Repeat the records below word for word, but start at the line that contains "Definition of the keypoint: for every instance of the black", stop after the last line, and include nothing else.

## Begin

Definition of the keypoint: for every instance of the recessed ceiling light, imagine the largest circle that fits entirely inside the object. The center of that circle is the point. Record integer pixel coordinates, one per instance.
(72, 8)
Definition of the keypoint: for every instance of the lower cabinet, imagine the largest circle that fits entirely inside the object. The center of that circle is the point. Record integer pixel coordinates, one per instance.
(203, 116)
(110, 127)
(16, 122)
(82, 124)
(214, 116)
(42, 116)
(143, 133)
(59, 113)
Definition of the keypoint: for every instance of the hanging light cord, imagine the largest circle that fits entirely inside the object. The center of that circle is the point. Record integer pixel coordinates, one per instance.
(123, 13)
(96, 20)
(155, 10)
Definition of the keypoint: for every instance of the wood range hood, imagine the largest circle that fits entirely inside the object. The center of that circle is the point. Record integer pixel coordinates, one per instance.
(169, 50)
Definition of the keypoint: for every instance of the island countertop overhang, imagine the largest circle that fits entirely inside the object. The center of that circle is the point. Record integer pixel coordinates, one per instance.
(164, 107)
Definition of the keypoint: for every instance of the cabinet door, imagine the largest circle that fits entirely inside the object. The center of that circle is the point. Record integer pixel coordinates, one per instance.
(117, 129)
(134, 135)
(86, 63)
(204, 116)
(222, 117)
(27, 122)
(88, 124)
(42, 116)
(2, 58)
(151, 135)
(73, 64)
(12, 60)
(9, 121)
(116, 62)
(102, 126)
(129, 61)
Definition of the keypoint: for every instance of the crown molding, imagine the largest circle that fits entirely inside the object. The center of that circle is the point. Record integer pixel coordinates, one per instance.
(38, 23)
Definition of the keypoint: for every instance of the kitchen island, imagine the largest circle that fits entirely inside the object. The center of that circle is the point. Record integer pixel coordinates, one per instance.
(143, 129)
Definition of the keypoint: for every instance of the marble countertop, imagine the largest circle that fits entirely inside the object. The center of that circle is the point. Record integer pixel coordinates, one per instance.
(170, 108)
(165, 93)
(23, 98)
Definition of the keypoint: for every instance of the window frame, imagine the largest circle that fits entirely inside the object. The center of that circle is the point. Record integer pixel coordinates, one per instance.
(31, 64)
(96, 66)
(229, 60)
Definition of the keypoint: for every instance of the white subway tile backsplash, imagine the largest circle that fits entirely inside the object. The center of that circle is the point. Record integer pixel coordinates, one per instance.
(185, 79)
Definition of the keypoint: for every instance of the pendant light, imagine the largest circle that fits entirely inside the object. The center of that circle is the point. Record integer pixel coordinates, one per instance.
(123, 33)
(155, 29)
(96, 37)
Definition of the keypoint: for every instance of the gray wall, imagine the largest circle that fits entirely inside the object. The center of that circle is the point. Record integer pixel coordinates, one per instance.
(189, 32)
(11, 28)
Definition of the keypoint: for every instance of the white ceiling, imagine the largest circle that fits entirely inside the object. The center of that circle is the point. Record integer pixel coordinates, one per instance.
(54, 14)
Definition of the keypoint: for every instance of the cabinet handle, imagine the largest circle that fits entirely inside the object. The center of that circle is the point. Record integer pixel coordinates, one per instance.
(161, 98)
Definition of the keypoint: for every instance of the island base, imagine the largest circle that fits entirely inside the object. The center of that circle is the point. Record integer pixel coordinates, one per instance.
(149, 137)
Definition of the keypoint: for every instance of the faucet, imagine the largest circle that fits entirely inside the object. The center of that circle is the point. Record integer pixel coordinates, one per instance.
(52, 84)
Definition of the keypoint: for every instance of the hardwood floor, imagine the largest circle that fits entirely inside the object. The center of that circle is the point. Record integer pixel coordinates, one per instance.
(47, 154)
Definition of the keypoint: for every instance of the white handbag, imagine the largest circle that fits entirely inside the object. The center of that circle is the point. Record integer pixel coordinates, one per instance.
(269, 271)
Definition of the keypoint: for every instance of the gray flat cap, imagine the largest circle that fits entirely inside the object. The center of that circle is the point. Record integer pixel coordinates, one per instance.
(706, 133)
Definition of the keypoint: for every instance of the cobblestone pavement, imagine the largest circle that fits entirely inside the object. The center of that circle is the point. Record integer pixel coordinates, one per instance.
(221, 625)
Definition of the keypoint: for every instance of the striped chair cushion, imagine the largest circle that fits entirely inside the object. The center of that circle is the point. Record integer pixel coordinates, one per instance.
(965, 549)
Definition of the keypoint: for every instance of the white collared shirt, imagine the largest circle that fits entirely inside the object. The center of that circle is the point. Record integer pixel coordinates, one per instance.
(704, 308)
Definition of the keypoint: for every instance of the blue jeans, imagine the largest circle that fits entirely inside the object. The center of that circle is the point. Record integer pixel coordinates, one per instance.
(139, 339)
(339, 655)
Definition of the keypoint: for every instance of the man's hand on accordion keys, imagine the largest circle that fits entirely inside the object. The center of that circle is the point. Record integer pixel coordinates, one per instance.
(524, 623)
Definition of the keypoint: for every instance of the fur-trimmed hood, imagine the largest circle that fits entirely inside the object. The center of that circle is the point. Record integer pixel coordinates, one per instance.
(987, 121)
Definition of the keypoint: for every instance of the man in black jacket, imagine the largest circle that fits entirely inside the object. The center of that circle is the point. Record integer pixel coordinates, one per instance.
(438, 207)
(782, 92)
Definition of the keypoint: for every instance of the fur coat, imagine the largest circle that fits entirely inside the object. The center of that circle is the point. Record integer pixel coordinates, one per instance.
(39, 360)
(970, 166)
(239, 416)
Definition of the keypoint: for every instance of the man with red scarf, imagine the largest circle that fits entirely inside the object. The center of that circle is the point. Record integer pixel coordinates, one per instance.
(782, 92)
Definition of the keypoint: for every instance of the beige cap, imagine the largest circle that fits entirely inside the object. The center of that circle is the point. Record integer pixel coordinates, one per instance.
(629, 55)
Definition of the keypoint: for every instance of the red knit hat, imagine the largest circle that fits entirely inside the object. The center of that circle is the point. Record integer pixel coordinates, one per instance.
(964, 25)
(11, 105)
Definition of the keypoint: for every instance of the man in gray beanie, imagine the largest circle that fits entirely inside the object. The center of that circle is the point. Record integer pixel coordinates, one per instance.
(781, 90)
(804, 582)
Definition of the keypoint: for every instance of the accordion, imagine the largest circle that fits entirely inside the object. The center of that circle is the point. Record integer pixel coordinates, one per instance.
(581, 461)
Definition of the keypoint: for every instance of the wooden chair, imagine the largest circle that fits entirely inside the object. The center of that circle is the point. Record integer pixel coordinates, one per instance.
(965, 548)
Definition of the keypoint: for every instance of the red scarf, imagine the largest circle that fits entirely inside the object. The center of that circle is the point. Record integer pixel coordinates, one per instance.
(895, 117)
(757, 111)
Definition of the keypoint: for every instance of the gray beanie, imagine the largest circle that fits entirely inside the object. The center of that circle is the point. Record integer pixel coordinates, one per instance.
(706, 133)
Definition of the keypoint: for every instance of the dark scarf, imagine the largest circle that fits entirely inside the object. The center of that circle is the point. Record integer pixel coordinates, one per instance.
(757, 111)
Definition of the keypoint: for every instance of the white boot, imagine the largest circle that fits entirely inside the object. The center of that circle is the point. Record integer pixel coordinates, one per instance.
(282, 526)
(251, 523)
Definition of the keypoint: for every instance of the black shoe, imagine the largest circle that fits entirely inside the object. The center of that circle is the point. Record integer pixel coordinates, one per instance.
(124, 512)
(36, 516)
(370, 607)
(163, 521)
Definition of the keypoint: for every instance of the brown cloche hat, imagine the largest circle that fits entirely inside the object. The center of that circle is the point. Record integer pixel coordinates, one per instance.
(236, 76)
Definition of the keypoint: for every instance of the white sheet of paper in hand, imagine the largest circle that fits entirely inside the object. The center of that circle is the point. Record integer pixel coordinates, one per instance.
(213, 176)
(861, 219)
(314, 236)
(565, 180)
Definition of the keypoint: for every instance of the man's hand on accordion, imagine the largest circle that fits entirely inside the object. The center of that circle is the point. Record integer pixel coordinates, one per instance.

## End

• Response below:
Definition of the keypoint: for every instance of the black shoe, imagine the largest circle that fits entirely inside the object. The center of that circle is the point. Record integer pixel coordinates, one per instance.
(124, 512)
(36, 516)
(370, 607)
(163, 521)
Definition of the keypoint: for every instance of the brown cloche hat, imagine the largest circle that fits entirely inside the object. The center of that circle is the point. Record integer pixel coordinates, one per instance.
(236, 76)
Definition of the keypoint: for every instance of the white sheet of paper in hand, imagine the largest circle that fits entirely inside the object. The center of that circle is the point. Record integer pixel coordinates, one per instance.
(213, 176)
(861, 219)
(314, 236)
(565, 180)
Definition of the keypoint: for every instance of the man's hand on accordion, imagine the largest circle that fits entirely inside the object. The center of that circle is the point. Record integer pixel coordinates, one per instance.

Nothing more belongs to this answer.